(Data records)
━━━━━━
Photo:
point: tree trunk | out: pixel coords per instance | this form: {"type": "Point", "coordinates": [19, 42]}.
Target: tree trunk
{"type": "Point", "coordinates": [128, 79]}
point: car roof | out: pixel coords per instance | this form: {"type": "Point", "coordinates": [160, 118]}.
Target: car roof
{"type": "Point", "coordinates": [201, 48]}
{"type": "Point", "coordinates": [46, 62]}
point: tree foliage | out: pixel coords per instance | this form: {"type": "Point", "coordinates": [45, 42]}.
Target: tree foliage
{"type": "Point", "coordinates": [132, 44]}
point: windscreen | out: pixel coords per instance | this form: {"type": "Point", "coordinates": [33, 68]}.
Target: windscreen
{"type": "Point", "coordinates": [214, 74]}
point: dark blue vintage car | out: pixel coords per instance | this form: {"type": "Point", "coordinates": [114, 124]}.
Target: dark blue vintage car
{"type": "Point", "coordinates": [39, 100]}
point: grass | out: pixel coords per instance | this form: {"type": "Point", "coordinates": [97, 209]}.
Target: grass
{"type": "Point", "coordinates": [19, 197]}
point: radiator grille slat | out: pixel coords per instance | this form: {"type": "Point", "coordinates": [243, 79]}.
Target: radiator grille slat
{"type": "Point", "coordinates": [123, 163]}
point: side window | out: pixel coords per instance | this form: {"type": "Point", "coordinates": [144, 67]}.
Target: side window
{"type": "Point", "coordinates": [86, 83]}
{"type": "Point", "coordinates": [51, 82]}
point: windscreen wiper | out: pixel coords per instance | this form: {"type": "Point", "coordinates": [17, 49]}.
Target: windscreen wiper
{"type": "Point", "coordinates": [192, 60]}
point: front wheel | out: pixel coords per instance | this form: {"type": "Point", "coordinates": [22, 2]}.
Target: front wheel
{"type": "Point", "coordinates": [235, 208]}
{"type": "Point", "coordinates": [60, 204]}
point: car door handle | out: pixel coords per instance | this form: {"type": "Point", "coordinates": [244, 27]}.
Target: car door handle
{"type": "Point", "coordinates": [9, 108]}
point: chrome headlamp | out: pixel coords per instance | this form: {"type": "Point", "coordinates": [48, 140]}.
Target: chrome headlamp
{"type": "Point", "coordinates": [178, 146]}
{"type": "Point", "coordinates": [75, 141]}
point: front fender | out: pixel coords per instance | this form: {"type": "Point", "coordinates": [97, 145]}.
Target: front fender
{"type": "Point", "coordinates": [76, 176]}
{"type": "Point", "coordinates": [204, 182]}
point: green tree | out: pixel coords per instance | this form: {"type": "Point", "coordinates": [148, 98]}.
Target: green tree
━━━━━━
Make sure that every entry above is copied out exactly as it stands.

* Output for this exercise
Photo:
point: tree trunk | out: pixel coords per instance | this form: {"type": "Point", "coordinates": [19, 42]}.
Target: tree trunk
{"type": "Point", "coordinates": [128, 79]}
point: car roof | out: pixel coords per instance | this form: {"type": "Point", "coordinates": [160, 118]}.
Target: car roof
{"type": "Point", "coordinates": [201, 48]}
{"type": "Point", "coordinates": [46, 62]}
point: tree foliage | out: pixel coords per instance | this form: {"type": "Point", "coordinates": [45, 42]}.
Target: tree foliage
{"type": "Point", "coordinates": [132, 44]}
point: windscreen | out: pixel coords per instance | this form: {"type": "Point", "coordinates": [33, 68]}.
Target: windscreen
{"type": "Point", "coordinates": [214, 74]}
point: dark blue vintage car | out: pixel coords per instance | this form: {"type": "Point", "coordinates": [114, 124]}.
Target: dark blue vintage car
{"type": "Point", "coordinates": [39, 100]}
point: grass | out: pixel coords per instance | this form: {"type": "Point", "coordinates": [97, 209]}.
Target: grass
{"type": "Point", "coordinates": [19, 197]}
point: radiator grille slat | out: pixel coords per instance | this form: {"type": "Point", "coordinates": [243, 79]}.
Target: radiator grille slat
{"type": "Point", "coordinates": [123, 163]}
point: side window | out: pixel coords per instance | this form: {"type": "Point", "coordinates": [144, 67]}.
Target: side window
{"type": "Point", "coordinates": [86, 83]}
{"type": "Point", "coordinates": [51, 82]}
point: windscreen wiper | out: pixel coords per instance | this form: {"type": "Point", "coordinates": [17, 49]}.
Target: windscreen wiper
{"type": "Point", "coordinates": [192, 60]}
point: front wheel | out: pixel coords per instance | this form: {"type": "Point", "coordinates": [22, 2]}.
Target: front wheel
{"type": "Point", "coordinates": [235, 208]}
{"type": "Point", "coordinates": [60, 204]}
point: car door handle | out: pixel coords per instance | this form: {"type": "Point", "coordinates": [244, 27]}.
Target: car door handle
{"type": "Point", "coordinates": [9, 108]}
point: chrome headlamp | out: pixel coords per instance | this form: {"type": "Point", "coordinates": [48, 140]}.
Target: chrome headlamp
{"type": "Point", "coordinates": [178, 146]}
{"type": "Point", "coordinates": [75, 141]}
point: front fender | out: pixel coords per instance | this form: {"type": "Point", "coordinates": [97, 145]}.
Target: front fender
{"type": "Point", "coordinates": [76, 176]}
{"type": "Point", "coordinates": [204, 182]}
point: green tree | out: pixel coords per instance | this form: {"type": "Point", "coordinates": [148, 98]}.
Target: green tree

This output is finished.